■ DATA EXCERPTS ■
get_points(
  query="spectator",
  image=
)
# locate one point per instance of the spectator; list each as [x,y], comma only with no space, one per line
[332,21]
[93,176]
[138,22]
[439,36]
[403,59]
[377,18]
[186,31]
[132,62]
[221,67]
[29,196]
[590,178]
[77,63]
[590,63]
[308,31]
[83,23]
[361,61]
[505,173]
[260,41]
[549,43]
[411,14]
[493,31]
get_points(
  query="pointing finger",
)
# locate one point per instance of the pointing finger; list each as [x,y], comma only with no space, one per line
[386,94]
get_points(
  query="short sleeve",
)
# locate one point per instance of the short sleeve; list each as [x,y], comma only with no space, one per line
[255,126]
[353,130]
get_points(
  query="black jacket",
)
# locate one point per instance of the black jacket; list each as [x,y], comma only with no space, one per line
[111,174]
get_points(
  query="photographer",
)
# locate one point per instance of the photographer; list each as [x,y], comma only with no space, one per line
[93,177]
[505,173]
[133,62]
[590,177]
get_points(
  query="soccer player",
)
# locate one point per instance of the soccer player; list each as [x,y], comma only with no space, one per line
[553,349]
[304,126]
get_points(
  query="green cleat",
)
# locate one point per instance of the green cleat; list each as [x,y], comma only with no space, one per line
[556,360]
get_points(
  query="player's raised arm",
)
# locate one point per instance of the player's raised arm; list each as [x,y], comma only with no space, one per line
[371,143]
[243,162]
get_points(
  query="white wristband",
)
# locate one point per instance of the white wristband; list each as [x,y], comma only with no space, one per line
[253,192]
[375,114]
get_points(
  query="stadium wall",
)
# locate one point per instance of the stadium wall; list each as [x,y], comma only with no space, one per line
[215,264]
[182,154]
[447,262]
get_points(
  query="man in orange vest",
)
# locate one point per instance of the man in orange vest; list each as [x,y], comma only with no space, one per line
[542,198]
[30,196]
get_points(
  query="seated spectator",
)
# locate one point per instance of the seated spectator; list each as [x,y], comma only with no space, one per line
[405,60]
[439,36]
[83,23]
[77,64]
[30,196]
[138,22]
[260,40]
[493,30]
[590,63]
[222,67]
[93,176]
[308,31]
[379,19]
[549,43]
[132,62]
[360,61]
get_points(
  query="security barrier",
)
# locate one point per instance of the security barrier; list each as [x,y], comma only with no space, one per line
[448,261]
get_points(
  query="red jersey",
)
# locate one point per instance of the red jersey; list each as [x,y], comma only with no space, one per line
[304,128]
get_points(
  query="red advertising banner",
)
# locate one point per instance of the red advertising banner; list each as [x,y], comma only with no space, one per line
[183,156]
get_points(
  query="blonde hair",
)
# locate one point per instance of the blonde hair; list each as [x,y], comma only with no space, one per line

■ TASK ITEM ■
Which of the lines above carry the string "blonde"? Pick them out and copy them.

■ OUTPUT OF THE EXERCISE ■
  query="blonde hair",
# locate one point per instance of the blonde hair; list each as [x,y], comma only with no space, one per line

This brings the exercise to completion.